* _Provided text_:
■ ■ ■
# Altinok Meerschaum Pipe



## MarkC (Jul 4, 2009)

Caveat: I'm not an experienced reviewer; nor am I a greatly experienced pipe smoker. In order to understand my comments on the pipe in question, I think it would be helpful for you to know where I stand, experience-wise, in my pipe smoking. Most of my smoking is done with my three Stanwells (an 03 billiard, a 56 Canadian, and a 63 bent Dublin.) As this is the bulk of my smoking experience, keep in mind that this is what I have as a basis of comparison when evaluating a new pipe.

_*Altinok New Horizons 134 Meerschaum*_

Construction: The first thing I noticed about this pipe was the size. As the only meerschaum I've owned was purchased off of eBay, and the size was fairly small, I was shocked to see the size of this pipe. The bowl fills my hand, and the chamber is more along the lines of my Baronet EX rather than any of my Stanwells. It is, of course, much larger than the meerschaum I tried before. This is definitely not a 'quick smoke break' pipe. It passes a pipe cleaner easily, making clean up a breeze. My pipe has the optional black acrylic stem. The stem and the meerschaum connect perfectly, with no gap of any kind.

Smokability: Is it a good smoker? Hell, yes. There is a definite gap between this pipe and my Stanwells. Although the price wasn't that much more than my Stanwell Legends, it is a definite step up in smoking. The draw is on par with the Stanwells, rather than the crappy draw I had come to expect from meers, and relights are needed less often. The tobacco keeps smoldering in the bowl far better than the Stanwells, allowing for longer delays between puffs than I thought possible. This pipe is definitely a step up for me.
■ ■ ■
* _Input_:
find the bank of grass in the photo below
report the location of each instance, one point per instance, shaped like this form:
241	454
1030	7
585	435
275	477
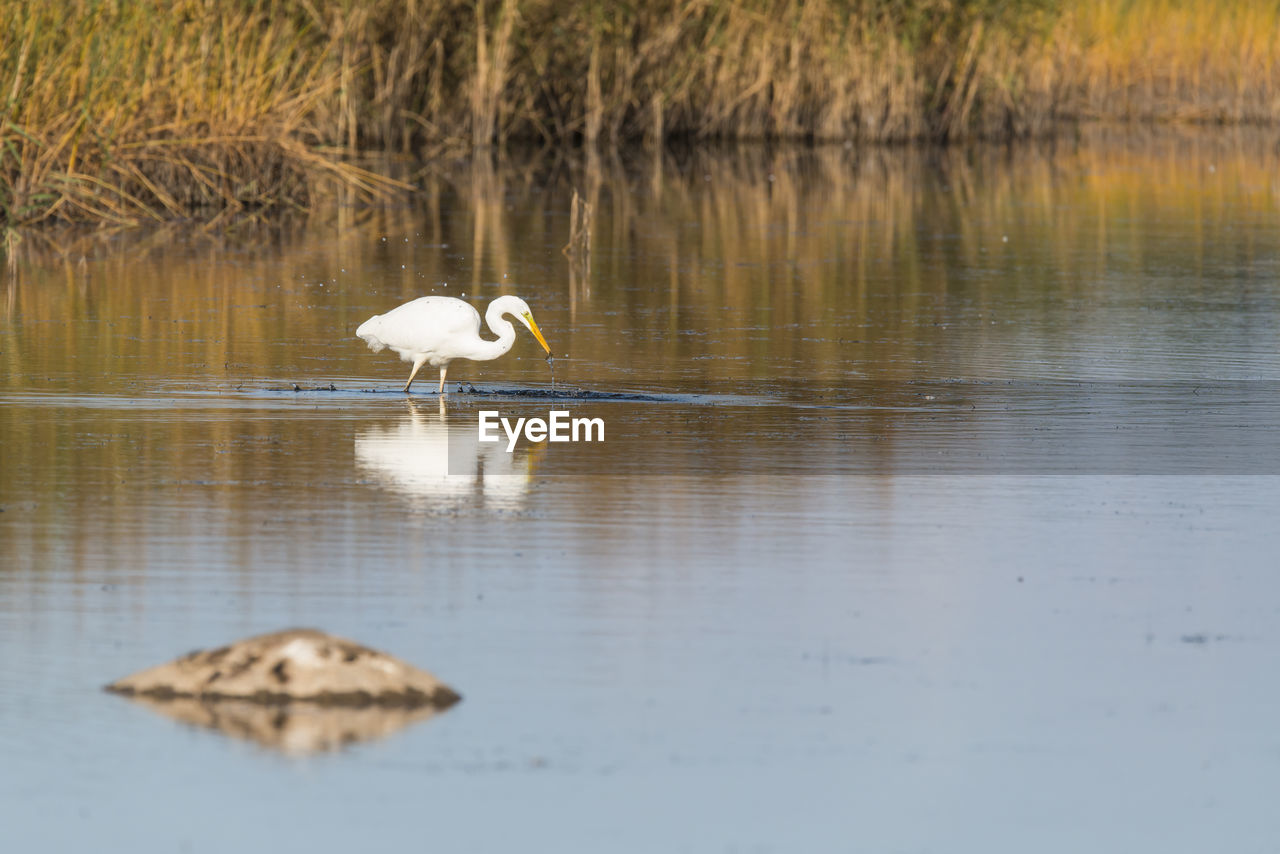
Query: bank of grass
123	110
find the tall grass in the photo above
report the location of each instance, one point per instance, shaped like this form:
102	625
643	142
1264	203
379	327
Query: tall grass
123	110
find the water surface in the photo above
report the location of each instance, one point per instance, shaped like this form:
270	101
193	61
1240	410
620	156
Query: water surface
950	526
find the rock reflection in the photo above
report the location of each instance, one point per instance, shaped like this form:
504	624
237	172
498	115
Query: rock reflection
442	465
297	729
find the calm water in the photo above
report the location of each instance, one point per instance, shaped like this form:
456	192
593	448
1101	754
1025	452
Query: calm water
950	526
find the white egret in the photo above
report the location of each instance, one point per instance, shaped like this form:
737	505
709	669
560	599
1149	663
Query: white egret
438	329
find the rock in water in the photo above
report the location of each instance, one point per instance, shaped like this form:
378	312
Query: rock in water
295	666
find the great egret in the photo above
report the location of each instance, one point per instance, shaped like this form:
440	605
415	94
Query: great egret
438	329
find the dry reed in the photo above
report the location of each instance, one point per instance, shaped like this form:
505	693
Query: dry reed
132	110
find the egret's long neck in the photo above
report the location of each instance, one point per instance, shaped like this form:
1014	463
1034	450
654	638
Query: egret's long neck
501	327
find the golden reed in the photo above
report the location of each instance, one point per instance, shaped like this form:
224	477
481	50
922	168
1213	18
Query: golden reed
127	110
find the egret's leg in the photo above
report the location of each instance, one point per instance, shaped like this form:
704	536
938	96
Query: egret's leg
417	364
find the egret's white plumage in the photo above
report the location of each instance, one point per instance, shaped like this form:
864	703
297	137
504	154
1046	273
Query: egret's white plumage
435	330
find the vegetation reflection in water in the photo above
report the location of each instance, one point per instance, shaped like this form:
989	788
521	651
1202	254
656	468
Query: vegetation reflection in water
705	272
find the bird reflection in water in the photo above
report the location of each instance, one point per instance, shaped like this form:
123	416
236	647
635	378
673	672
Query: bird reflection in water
442	464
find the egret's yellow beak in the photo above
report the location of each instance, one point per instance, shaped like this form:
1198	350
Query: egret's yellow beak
538	333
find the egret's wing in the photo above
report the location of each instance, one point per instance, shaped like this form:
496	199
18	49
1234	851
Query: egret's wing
423	325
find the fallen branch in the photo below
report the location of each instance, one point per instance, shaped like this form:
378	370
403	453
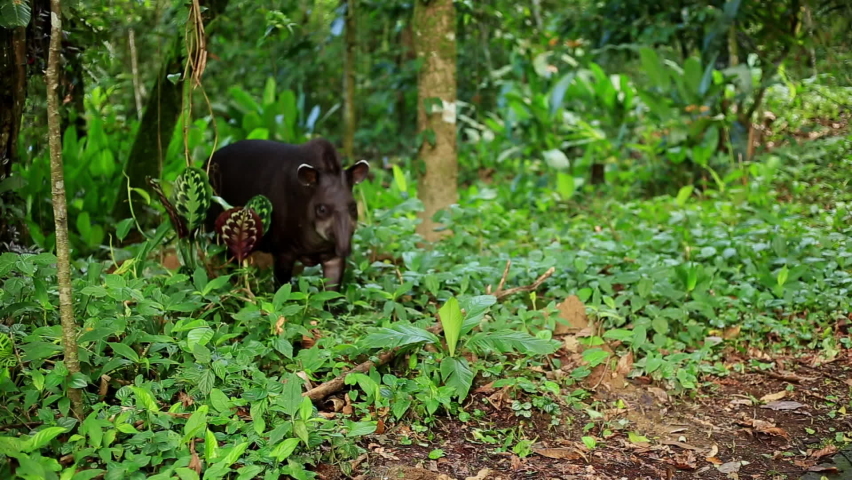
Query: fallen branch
321	391
500	293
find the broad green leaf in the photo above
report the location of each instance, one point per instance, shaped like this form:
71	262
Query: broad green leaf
216	284
199	336
233	455
565	185
683	195
211	446
196	423
557	94
284	449
510	341
125	351
399	178
220	401
457	374
451	319
291	397
282	295
145	399
398	335
15	13
41	438
655	70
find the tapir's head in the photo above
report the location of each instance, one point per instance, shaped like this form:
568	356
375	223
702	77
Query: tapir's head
331	209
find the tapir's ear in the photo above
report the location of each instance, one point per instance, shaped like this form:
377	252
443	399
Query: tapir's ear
358	172
307	175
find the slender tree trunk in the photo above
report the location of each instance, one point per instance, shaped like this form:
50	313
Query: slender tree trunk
435	43
13	91
60	213
13	94
137	87
349	120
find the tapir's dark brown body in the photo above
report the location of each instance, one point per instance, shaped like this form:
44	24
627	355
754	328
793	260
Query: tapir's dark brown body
314	213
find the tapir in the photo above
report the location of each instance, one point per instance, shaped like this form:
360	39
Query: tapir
314	213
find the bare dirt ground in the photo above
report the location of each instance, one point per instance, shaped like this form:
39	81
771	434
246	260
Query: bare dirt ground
783	418
724	432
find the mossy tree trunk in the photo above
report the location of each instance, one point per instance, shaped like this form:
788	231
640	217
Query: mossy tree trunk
435	44
60	212
162	111
158	124
349	119
13	92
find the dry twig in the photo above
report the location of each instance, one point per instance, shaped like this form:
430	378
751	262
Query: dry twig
500	293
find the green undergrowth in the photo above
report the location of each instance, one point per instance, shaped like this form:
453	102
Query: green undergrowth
183	372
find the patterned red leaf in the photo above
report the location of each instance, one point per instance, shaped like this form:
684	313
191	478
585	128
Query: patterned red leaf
240	229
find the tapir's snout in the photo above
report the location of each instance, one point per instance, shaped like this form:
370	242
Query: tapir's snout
342	231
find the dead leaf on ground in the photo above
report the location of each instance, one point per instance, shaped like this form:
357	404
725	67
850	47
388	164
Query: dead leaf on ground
824	452
571	344
732	467
625	364
661	394
762	426
488	388
823	469
685	461
785	405
682	445
714	450
771	397
481	475
573	312
558	453
382	451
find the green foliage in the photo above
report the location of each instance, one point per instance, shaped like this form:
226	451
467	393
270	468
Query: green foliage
263	207
14	13
241	229
180	368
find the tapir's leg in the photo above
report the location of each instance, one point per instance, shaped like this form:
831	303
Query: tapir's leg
333	270
284	267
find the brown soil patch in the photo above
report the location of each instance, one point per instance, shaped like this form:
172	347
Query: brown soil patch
774	424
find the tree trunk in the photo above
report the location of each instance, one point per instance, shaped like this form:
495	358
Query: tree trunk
13	92
435	43
162	111
349	121
60	213
155	132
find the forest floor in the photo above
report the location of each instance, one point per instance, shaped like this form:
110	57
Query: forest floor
779	419
724	431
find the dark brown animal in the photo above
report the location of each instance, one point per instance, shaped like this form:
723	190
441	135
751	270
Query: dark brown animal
314	213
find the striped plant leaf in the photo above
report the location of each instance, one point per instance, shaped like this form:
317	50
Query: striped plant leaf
7	354
177	221
263	208
240	228
192	196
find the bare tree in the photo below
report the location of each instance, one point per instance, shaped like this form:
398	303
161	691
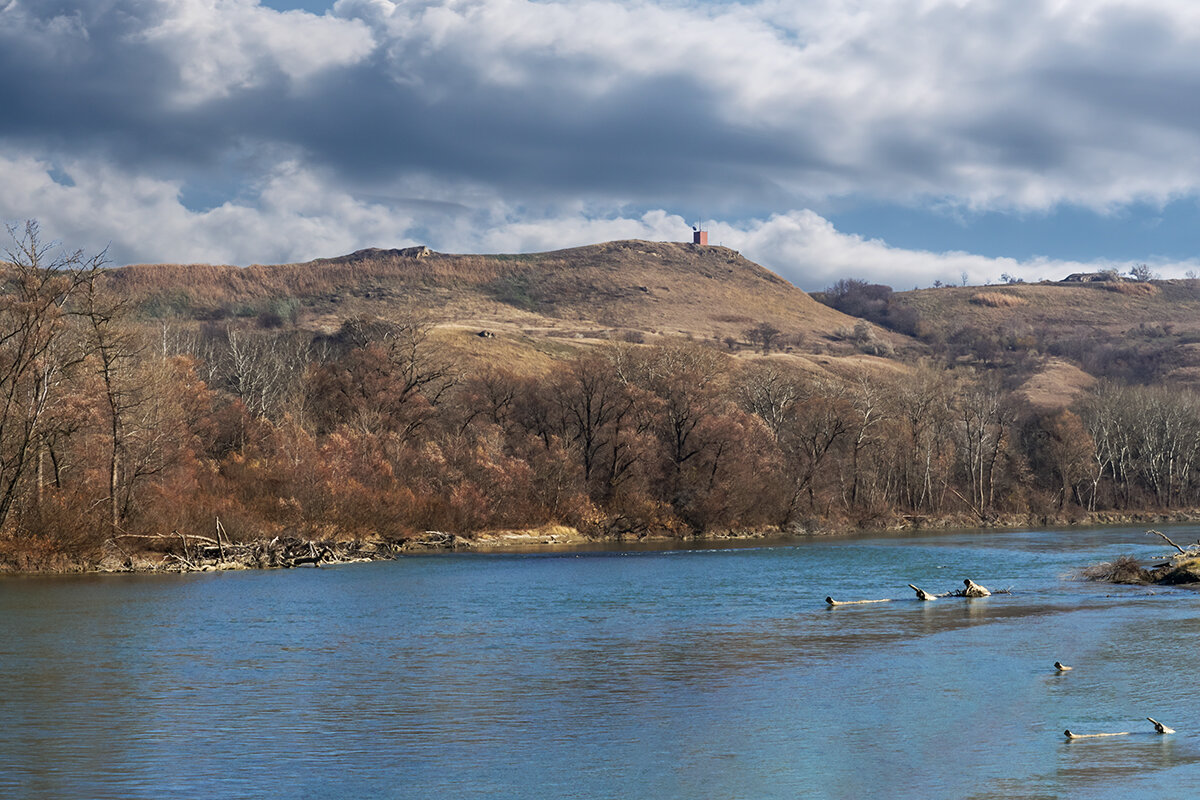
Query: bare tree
39	290
763	335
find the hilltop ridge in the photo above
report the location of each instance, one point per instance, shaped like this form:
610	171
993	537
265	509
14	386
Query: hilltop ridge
616	288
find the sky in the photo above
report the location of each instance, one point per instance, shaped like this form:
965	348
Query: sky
900	142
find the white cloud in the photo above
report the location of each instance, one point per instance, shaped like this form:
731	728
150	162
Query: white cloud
294	216
223	46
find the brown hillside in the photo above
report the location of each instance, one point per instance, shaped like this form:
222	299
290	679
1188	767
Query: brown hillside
616	288
1143	332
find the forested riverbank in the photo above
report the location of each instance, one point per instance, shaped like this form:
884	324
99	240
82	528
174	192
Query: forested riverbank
123	435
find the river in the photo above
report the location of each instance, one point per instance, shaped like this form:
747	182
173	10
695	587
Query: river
708	673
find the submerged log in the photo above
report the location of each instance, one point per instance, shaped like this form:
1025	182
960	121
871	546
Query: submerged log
1092	735
1159	727
855	602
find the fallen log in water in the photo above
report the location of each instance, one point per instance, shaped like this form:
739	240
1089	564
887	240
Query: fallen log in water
855	602
1158	728
204	554
1092	735
973	589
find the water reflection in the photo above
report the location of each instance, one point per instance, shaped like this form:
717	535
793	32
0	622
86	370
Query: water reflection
688	674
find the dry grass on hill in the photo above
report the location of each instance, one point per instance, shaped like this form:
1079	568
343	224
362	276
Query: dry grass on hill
997	300
601	290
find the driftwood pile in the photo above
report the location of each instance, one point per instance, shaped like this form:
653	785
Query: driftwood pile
183	553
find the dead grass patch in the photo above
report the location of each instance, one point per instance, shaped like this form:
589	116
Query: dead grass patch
997	300
1133	289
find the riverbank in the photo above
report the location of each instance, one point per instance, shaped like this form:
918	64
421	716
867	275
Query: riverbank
179	553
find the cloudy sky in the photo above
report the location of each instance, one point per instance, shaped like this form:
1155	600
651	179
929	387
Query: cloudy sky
897	140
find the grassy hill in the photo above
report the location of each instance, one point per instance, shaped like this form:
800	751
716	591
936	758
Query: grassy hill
539	306
1138	332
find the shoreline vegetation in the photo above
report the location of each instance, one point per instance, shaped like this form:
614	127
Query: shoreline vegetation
1180	569
324	433
181	553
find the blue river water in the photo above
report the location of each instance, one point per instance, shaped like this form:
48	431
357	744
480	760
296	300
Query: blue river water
■ ■ ■
* _Goal A_:
Answer these questions from the pipe review:
(i) How many Stanwell pipes does the reviewer do most of the smoking with?
(ii) What kind of stem does the reviewer's Altinok pipe have?
(iii) Which pipe's chamber does the Altinok's chamber resemble more closely than any of the Stanwells?
* _Goal B_: Identify each line of the entries that contains the word "trunk", and copy those lines.
The entries are unrelated to the pipe review.

* _Correct answer A_:
(i) Three.
(ii) The optional black acrylic stem.
(iii) The Baronet EX.

* _Correct answer B_:
find the slender tree trunk in the photo above
Query: slender tree trunk
find the mossy tree trunk in the photo above
Query: mossy tree trunk
find the tree trunk in the photo above
Query: tree trunk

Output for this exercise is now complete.